Give the entries again, word for word.

══════════════════════════════

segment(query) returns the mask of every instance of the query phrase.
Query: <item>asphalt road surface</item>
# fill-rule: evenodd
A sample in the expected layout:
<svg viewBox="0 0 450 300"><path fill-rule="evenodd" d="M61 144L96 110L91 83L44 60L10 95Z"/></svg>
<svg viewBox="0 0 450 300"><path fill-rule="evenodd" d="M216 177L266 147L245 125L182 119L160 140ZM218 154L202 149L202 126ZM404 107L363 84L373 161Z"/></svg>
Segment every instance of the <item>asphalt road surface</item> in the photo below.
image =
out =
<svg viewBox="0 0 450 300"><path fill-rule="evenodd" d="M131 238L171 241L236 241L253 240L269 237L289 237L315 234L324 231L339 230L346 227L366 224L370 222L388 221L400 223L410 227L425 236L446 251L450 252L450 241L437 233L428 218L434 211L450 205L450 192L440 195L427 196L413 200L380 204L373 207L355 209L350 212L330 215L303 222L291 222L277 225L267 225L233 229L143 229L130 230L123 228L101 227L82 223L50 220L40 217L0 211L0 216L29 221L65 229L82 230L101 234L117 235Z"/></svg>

══════════════════════════════

* [Expected answer]:
segment(query) returns the mask of every instance of the query phrase.
Query: <item>asphalt road surface</item>
# fill-rule: evenodd
A sample in the expected layout:
<svg viewBox="0 0 450 300"><path fill-rule="evenodd" d="M61 144L96 110L91 83L44 60L10 95Z"/></svg>
<svg viewBox="0 0 450 300"><path fill-rule="evenodd" d="M216 177L266 147L245 125L182 119L160 140ZM218 154L202 149L202 126ZM404 107L363 84L373 161Z"/></svg>
Segment every instance of the <item>asphalt road surface</item> in the photo below.
image =
out =
<svg viewBox="0 0 450 300"><path fill-rule="evenodd" d="M131 238L171 241L236 241L253 240L269 237L289 237L315 234L324 231L339 230L346 227L366 224L370 222L388 221L400 223L410 227L425 236L446 251L450 252L450 241L437 233L428 218L434 211L450 205L450 192L440 195L427 196L413 200L380 204L373 207L355 209L350 212L330 215L303 222L291 222L277 225L267 225L233 229L143 229L130 230L123 228L101 227L82 223L50 220L40 217L0 211L0 216L29 221L65 229L82 230L101 234L117 235Z"/></svg>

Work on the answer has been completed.